Would you retype, word for word, the line with "Teacher note to the class: pick out the fluffy" and every line after it through the end of the records below?

▶ [Data entries]:
##############################
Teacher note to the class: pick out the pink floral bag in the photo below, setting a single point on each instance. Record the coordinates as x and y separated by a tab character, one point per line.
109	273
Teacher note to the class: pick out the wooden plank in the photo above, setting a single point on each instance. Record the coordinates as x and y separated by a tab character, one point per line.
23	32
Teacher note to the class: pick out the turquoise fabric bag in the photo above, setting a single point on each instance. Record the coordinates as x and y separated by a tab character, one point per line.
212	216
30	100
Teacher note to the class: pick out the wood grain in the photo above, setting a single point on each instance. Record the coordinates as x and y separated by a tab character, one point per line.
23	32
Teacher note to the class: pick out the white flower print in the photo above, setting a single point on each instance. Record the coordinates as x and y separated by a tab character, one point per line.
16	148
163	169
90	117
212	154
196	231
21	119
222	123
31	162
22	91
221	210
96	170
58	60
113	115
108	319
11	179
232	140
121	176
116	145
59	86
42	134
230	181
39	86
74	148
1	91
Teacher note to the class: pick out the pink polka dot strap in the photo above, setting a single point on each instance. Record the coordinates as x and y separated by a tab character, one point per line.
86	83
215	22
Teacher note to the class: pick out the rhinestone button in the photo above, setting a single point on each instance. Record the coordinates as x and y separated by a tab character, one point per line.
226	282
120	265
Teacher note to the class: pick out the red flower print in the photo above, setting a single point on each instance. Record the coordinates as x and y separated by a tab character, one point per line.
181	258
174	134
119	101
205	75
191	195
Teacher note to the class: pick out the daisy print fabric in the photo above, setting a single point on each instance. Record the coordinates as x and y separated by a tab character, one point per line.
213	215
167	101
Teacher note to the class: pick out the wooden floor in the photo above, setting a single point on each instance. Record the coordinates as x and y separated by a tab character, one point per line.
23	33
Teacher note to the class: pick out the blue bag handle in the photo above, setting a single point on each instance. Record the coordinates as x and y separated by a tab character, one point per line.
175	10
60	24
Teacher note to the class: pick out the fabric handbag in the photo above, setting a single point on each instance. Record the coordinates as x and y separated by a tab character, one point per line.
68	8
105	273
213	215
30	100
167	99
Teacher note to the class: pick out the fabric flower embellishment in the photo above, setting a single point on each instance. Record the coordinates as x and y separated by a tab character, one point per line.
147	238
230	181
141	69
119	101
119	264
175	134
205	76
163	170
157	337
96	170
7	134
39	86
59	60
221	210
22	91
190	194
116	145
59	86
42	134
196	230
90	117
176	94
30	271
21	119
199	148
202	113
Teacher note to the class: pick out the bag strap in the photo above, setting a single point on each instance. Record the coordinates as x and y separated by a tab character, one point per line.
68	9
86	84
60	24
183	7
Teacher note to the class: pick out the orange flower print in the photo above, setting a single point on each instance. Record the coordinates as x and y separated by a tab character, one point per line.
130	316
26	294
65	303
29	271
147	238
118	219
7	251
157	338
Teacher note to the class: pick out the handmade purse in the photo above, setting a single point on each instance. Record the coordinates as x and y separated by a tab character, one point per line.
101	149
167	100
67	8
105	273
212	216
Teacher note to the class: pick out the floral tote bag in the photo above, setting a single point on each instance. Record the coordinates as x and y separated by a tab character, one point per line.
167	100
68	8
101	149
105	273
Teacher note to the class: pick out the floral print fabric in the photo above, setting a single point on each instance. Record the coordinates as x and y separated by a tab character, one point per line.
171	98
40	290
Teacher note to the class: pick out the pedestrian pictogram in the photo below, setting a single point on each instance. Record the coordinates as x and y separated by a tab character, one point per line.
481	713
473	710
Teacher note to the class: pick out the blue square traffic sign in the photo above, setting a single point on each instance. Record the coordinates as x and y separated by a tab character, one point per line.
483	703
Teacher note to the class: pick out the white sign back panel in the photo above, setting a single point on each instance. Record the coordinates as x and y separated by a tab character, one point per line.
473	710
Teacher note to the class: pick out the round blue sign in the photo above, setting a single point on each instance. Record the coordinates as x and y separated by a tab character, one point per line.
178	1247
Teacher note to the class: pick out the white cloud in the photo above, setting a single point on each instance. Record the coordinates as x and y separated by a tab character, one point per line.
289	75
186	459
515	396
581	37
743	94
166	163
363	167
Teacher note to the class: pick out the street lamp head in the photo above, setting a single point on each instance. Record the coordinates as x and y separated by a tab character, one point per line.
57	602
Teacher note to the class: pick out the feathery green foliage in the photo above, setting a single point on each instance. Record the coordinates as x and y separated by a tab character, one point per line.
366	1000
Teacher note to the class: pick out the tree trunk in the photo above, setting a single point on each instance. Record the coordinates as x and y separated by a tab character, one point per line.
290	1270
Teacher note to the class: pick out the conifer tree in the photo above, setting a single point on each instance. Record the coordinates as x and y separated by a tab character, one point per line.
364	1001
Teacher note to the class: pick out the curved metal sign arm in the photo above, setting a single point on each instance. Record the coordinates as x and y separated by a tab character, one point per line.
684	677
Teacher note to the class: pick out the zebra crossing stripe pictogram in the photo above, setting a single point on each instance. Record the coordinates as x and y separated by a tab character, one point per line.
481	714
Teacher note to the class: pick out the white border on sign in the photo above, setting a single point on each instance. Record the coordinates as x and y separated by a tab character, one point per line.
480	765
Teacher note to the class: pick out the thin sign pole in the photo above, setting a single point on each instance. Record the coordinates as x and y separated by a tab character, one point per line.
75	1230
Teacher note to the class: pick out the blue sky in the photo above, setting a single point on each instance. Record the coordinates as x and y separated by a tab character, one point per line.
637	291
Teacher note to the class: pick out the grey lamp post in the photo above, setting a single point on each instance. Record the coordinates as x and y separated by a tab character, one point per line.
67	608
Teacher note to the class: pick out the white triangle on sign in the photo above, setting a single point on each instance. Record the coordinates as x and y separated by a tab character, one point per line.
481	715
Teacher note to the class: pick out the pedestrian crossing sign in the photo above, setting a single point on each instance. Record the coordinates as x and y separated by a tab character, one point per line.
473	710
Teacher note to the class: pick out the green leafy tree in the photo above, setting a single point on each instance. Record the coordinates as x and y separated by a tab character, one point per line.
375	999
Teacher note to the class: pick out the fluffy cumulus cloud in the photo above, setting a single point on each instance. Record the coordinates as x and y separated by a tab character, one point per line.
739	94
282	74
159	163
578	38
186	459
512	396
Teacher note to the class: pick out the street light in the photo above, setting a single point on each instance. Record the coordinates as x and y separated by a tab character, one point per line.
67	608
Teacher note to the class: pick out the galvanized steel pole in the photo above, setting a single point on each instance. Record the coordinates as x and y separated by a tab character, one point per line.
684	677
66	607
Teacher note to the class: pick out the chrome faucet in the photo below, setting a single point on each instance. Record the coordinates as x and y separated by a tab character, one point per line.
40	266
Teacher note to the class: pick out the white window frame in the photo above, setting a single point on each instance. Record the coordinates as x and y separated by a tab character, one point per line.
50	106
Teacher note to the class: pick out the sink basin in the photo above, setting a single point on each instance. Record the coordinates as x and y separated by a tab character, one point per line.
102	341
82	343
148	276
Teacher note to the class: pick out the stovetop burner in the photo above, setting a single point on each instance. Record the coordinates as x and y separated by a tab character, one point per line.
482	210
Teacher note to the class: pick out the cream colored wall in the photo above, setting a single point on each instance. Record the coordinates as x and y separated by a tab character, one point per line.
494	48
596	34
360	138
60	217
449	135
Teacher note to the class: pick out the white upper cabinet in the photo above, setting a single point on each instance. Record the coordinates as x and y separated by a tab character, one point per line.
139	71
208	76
##############################
▶ [Result]:
Teacher note to the class: pick out the fluffy cumulus cloud in the photo above, setting a single point on each instance. Record the coordinates as x and y separated by a tab character, one point per line.
739	94
282	74
159	163
578	38
186	459
512	396
Teacher note to the class: pick out the street light in the photo above, setting a single point on each instance. Record the coordinates as x and y separated by a tab character, one point per line.
67	608
Teacher note to the class: pick out the galvanized steel pole in the photo above, setting a single point on each instance. Record the coordinates as x and y separated by a tab character, one point per line.
684	677
66	607
Teacher note to the class: pick out the chrome faucet in the photo below, setting a single point on each instance. Record the coordinates as x and y separated by a tab character, one point per line.
40	266
Teacher note to the class: pick out the white window frame in the photo above, setting a single point on each instance. Record the coordinates as x and y separated by a tab character, one point per line.
50	106
Teacher note to the class: pick out the sink basin in the photo above, setting a single point on each instance. Record the coordinates as x and y separated by a tab character, one point per line.
102	341
82	343
148	276
Teacher note to the class: pick out the stovetop burner in the photo above, setting a single point on each instance. Record the coordinates as x and y separated by a tab character, one point per line.
482	210
Teacher note to the class: pick out the cream colored wall in the photo above, setting a single point on each instance. Record the coordinates as x and y separated by a tab character, one point per line.
494	48
596	34
360	138
60	217
449	135
Teacher note to the class: pick out the white upper cabinet in the photo above, setting a single point on each instance. Record the coordinates as x and y separated by a tab character, one point per line.
139	71
208	76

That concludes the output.